> _TEXT SEGMENT_:
Mantle (Powhatan's Mantle)

On display

It was within the territory of a chiefdom of more than 30 tribes, united under the leadership of the powerful paramount chief Wahunsunacock (d. 1618), that the colony of Jamestown was established in Virginia in 1607. This remarkable object dates to this first period of contact between native North American peoples and English colonists.

Once thought to have been a mantle (cloak), it is now considered to have been more likely a hanging consisting of four white-tailed deer hides that have been trimmed and sewn together with sinew. The elaborate shell beadwork decoration consists of a central standing figure, flanked by two opposed four-legged animals in profile that have been interpreted as a mountain lion or a wolf and a white-tailed deer. The circles may represent settlements and the tribes of the chiefdom.

The mantle is listed in the 1656 catalogue of the Tradescant Collection – the founding collection of the Ashmolean – as: ‘Pohatan, King of Virginia’s habit all embroidered with shells, or Roanoke’. Chief Wahunsunacock was known to the English as ‘Chief Powhatan’, after whom the mantle is named. There is no known record of how or when it was acquired by the Tradescants. It might have been collected during a trip to Virginia by the younger John Tradescant in 1637, or it could have been obtained earlier. Among the most widely accepted theories for its origins is that it may have been one of the gifts recorded as being presented by Chief Wahunsunacock to Captain Christopher Newport in 1608 for King James I.

> _EXERCISE INSTRUCTIONS_:
A. In the text on Powhatan's Mantle, what is the object now thought to be made of?
B. Write a continuation of the text on Powhatan's Mantle that picks up after its last sentence.

> _PROVIDED INFORMATION_:
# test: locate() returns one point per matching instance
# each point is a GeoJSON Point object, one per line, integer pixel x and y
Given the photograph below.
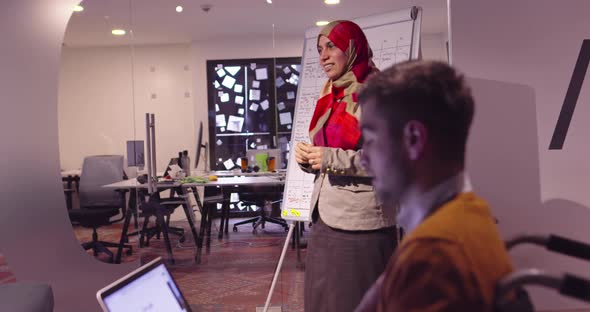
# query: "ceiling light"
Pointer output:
{"type": "Point", "coordinates": [118, 32]}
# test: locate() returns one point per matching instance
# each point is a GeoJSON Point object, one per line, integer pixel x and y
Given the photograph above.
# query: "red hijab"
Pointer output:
{"type": "Point", "coordinates": [335, 119]}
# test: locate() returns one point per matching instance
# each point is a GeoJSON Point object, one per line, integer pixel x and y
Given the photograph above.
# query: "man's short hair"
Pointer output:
{"type": "Point", "coordinates": [431, 92]}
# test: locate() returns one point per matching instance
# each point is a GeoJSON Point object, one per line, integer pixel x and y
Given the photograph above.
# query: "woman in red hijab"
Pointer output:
{"type": "Point", "coordinates": [352, 236]}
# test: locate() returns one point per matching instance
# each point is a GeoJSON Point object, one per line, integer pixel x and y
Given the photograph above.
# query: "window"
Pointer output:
{"type": "Point", "coordinates": [251, 106]}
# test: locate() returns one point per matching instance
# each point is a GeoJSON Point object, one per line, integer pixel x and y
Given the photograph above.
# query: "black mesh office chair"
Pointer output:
{"type": "Point", "coordinates": [97, 204]}
{"type": "Point", "coordinates": [265, 203]}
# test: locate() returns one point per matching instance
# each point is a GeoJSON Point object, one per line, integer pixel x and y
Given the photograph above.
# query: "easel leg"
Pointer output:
{"type": "Point", "coordinates": [279, 266]}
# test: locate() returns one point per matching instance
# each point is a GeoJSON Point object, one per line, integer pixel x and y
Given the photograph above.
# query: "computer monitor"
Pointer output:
{"type": "Point", "coordinates": [276, 153]}
{"type": "Point", "coordinates": [199, 145]}
{"type": "Point", "coordinates": [149, 288]}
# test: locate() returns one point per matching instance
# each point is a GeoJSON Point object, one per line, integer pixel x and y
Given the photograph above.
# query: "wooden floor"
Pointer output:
{"type": "Point", "coordinates": [235, 276]}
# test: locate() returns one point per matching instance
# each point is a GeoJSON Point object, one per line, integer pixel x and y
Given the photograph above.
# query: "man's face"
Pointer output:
{"type": "Point", "coordinates": [383, 156]}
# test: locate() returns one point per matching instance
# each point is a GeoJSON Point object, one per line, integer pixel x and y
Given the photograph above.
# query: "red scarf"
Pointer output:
{"type": "Point", "coordinates": [335, 119]}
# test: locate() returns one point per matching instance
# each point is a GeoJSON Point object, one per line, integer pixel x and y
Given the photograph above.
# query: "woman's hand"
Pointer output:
{"type": "Point", "coordinates": [314, 155]}
{"type": "Point", "coordinates": [309, 154]}
{"type": "Point", "coordinates": [301, 153]}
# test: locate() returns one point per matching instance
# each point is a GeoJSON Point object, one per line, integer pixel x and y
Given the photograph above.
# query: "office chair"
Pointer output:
{"type": "Point", "coordinates": [166, 207]}
{"type": "Point", "coordinates": [99, 205]}
{"type": "Point", "coordinates": [265, 202]}
{"type": "Point", "coordinates": [510, 295]}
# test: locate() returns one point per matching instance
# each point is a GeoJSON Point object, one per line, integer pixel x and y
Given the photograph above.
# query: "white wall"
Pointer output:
{"type": "Point", "coordinates": [434, 47]}
{"type": "Point", "coordinates": [525, 51]}
{"type": "Point", "coordinates": [35, 232]}
{"type": "Point", "coordinates": [99, 98]}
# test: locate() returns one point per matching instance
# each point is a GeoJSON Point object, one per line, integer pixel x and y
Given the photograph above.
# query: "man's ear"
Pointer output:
{"type": "Point", "coordinates": [415, 137]}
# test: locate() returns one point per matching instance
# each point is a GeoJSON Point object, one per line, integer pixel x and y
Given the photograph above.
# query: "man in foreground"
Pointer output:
{"type": "Point", "coordinates": [416, 119]}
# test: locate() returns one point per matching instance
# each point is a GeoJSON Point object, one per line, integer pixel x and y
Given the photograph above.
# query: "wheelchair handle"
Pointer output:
{"type": "Point", "coordinates": [555, 243]}
{"type": "Point", "coordinates": [568, 247]}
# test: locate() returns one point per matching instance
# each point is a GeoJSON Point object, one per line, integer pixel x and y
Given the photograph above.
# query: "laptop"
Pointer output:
{"type": "Point", "coordinates": [149, 288]}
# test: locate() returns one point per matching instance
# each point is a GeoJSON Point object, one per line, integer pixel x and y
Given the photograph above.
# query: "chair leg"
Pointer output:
{"type": "Point", "coordinates": [144, 232]}
{"type": "Point", "coordinates": [124, 237]}
{"type": "Point", "coordinates": [162, 223]}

> _RESPONSES PER TASK_:
A. Four white-tailed deer hides, trimmed and sewn together with sinew.

B.
Details

  • Title

    Mantle (Powhatan's Mantle)

  • Associated people

    Chief Wahunsunacock (died 1618) (said to have been owned by)
  • Associated place

    Virginia Colony (Chesapeake Bay) (place of creation)
  • Date

    17th century (1601 - 1700)
  • Material and technique

    deer hide with shell bead decoration and sinew

  • Object type

  • Dimensions

    235 cm max. (length)
    160 cm max. (width)
  • No. of items

    1

  • Credit line

    Presented by Elias Ashmole in 1677, from the Tradescant collection.

  • Museum location

    Lower ground floor | Gallery 2 | The Ashmolean Story
  • Museum department

    Antiquities

  • Accession no.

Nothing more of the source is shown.